++++ DATA PROVIDED ++++

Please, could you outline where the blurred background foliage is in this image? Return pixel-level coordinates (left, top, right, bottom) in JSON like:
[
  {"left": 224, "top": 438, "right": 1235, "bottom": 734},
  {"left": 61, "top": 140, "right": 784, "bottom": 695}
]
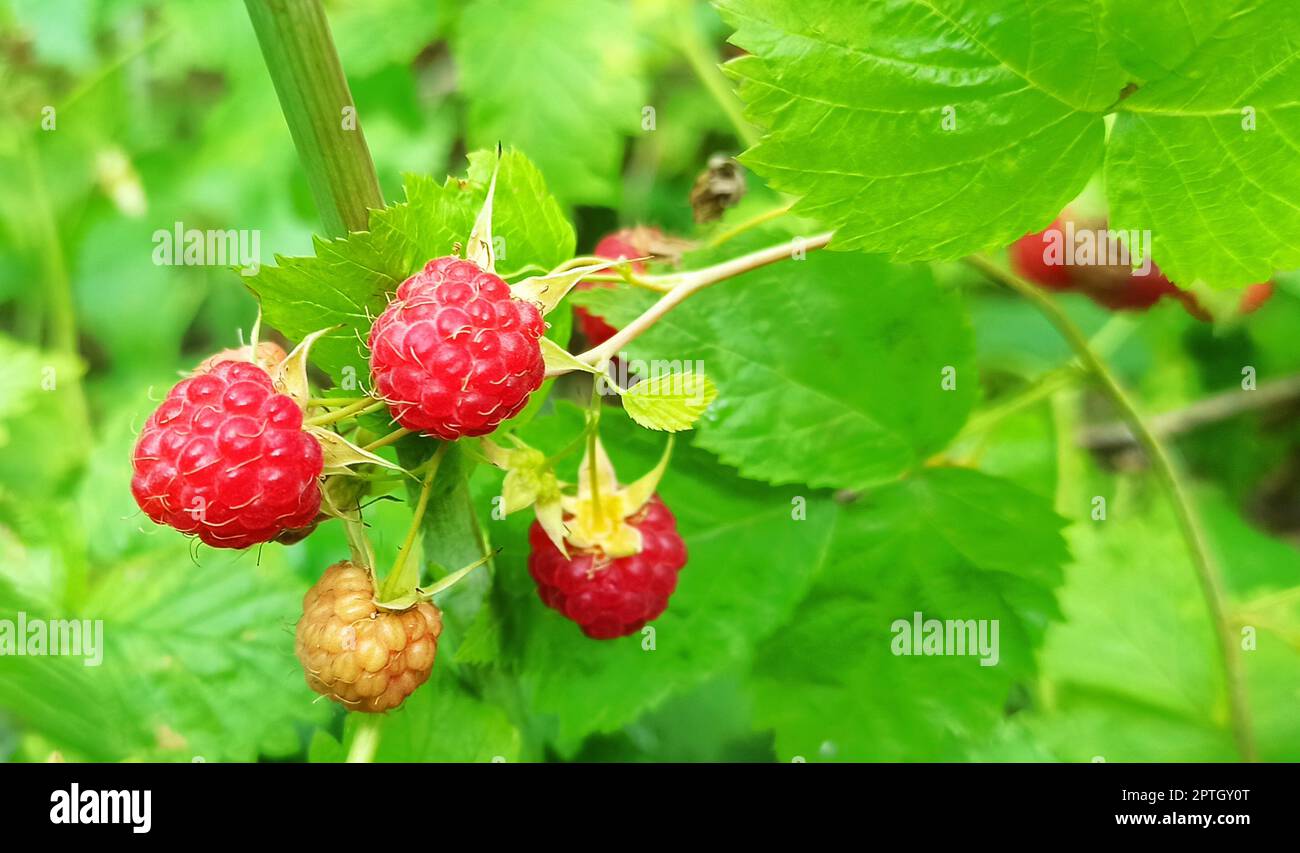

++++

Convert the entries above into a JSON list of strings with one string per line. Omit blank lines and leave out the pictures.

OUTPUT OF THE EXERCISE:
[
  "Please, could you outline where the blurred background foliage is in this image? Return pixel-level coordinates (left, top, right, bottom) in JSON like:",
  "[",
  "  {\"left\": 224, \"top\": 438, \"right\": 1235, \"bottom\": 734},",
  "  {\"left\": 61, \"top\": 140, \"right\": 784, \"bottom\": 695}",
  "]"
]